Only the lines with "wood" in the entries below belong in the answer; please copy them.

> _Data listing_

• • • • • • •

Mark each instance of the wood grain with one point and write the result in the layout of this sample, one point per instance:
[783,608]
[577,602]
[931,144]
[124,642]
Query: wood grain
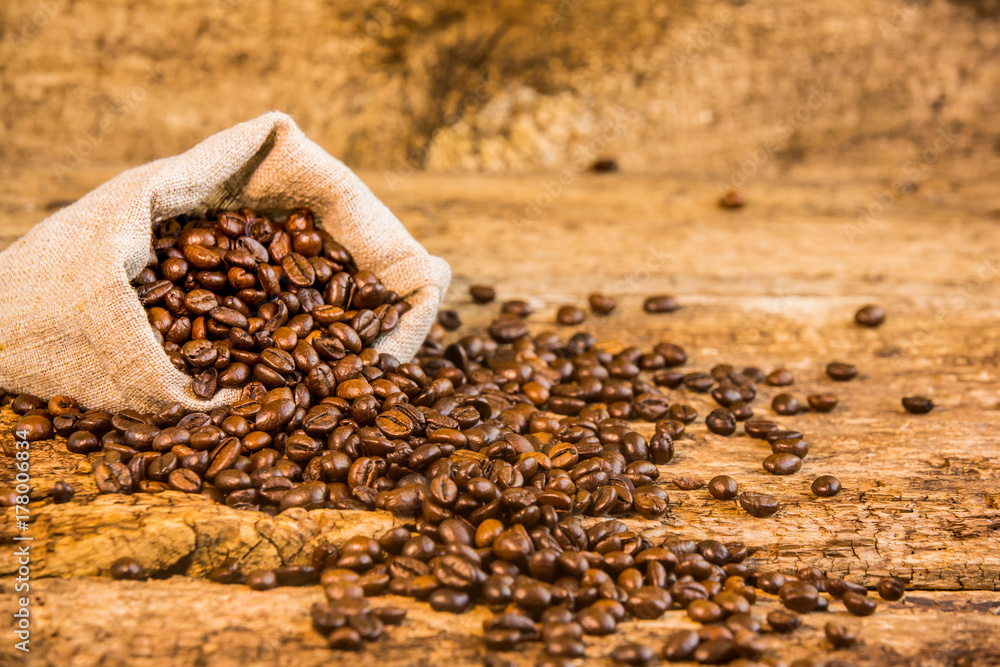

• • • • • • •

> _Result of the exercise_
Mark each instance of the wood grain with one point and write the result in the layout of this sample, one point per instance:
Query: wood grain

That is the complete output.